▸ **EXTRACT TO READ**:
○ ○ ○ ○ ○

On Tuesday, August 02, 2011 8:52 PM, you wrote:

[I wrote:]
>> I take it, then, that you do not find the Sugar\nFlour\nButter example
>> in the current draft to be sufficient for this purpose.  Fair enough,
>> but that leaves me uncertain of what kind of clarification you are
>> looking for.  Perhaps you would be willing to suggest something
>> specific?
>I would suggest a clear statement of the intended meaning for

That would be entirely reasonable.  The document already contains an example for the case with neither line-folding nor text-prefixing.  Change 12 contains examples for text prefixing, but does not state what their meaning is; these examples can easily be updated to clarify.  Yesterday I wrote an example for combining the two protocols, and I can easily write one or two for the line-folding protocol on its own.

>The combination of the current draft and your email leads me to
>suspect that all of these may be intended to be equivalent
>to "abcd" and to 'abcd' and to a blank delimited abcd
>Is that correct?  If not, please disambiguate as appropriate.

That is correct.

>> If it would help, I would be happy to add a brief clarifying remark to
>> Change 11 that summarizes the status of comment line folding in CIF2.

○ ○ ○ ○ ○

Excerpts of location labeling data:
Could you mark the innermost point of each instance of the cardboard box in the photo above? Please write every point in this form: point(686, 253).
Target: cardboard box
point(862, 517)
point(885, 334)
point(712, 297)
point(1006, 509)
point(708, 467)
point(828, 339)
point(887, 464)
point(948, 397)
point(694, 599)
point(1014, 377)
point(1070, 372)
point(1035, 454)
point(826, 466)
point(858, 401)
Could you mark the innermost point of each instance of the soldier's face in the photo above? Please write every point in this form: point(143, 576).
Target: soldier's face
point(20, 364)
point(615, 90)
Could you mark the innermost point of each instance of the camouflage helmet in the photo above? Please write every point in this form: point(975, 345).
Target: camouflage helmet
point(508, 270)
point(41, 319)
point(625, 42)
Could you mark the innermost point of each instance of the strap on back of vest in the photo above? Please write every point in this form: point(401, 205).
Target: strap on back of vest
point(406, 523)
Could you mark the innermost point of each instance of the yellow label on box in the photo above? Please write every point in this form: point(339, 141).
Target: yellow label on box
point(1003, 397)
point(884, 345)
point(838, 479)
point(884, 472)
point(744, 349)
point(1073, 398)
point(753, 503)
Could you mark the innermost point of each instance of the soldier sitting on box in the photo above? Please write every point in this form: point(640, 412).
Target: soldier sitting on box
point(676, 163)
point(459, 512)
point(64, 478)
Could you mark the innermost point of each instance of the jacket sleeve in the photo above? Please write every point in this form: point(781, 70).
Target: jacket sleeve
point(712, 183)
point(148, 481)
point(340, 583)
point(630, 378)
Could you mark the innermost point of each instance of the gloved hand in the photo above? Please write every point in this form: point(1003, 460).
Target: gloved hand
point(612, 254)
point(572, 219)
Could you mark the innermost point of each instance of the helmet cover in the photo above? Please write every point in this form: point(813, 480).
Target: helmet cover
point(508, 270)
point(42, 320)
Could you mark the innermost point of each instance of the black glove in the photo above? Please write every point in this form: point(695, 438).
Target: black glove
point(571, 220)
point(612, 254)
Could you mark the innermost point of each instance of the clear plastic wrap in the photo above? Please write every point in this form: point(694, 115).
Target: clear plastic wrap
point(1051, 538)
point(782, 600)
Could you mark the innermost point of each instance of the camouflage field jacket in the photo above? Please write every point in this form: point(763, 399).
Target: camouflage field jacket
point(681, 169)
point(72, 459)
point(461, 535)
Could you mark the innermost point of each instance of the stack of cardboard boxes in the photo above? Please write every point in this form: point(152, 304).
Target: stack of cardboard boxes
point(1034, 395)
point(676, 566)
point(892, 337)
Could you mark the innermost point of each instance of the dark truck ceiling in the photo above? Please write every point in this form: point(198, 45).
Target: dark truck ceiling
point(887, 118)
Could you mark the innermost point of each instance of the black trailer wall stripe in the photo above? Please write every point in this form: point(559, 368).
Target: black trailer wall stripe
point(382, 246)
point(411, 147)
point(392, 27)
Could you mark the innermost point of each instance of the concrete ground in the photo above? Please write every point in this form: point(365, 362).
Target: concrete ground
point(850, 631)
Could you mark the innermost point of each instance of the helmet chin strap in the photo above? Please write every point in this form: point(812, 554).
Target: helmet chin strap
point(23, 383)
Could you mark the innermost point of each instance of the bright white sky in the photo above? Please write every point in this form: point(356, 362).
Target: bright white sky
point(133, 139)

○ ○ ○ ○ ○

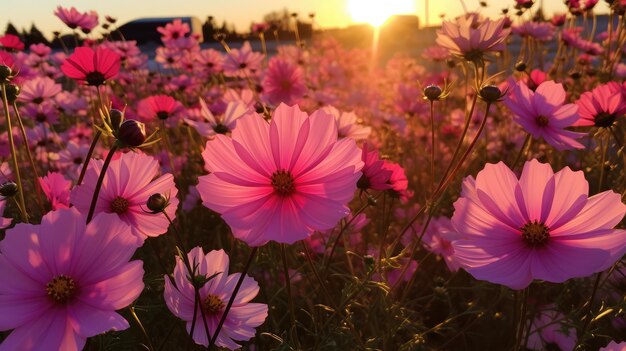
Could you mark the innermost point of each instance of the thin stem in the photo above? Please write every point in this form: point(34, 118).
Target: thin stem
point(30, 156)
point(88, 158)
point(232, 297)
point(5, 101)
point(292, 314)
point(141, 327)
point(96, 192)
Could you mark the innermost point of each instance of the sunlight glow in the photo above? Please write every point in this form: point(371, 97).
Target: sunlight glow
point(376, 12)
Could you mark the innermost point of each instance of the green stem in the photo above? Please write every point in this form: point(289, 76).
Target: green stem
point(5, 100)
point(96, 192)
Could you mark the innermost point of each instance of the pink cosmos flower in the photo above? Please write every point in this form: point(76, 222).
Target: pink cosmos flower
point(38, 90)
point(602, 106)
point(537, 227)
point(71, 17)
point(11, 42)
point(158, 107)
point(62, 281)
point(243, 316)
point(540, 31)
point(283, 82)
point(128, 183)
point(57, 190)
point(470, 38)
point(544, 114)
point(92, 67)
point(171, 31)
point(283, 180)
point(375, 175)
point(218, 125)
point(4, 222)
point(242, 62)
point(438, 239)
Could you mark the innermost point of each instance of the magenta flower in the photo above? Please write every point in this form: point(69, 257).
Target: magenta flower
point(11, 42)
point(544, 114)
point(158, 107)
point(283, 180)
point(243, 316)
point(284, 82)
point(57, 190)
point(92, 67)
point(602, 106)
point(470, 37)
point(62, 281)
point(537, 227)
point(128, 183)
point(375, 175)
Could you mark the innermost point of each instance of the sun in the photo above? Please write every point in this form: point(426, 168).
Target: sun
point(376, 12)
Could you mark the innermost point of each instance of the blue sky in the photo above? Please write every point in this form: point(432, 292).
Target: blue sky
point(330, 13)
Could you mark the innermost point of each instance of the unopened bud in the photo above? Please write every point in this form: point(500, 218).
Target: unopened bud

○ ○ ○ ○ ○

▸ **WHAT THIS TASK INVOLVES**: Can you quote the email exchange above, starting at "That would be" and ending at "disambiguate as appropriate."?

▸ **RESPONSE TO THIS EXERCISE**:
That would be entirely reasonable.  The document already contains an example for the case with neither line-folding nor text-prefixing.  Change 12 contains examples for text prefixing, but does not state what their meaning is; these examples can easily be updated to clarify.  Yesterday I wrote an example for combining the two protocols, and I can easily write one or two for the line-folding protocol on its own.

>The combination of the current draft and your email leads me to
>suspect that all of these may be intended to be equivalent
>to "abcd" and to 'abcd' and to a blank delimited abcd
>Is that correct?  If not, please disambiguate as appropriate.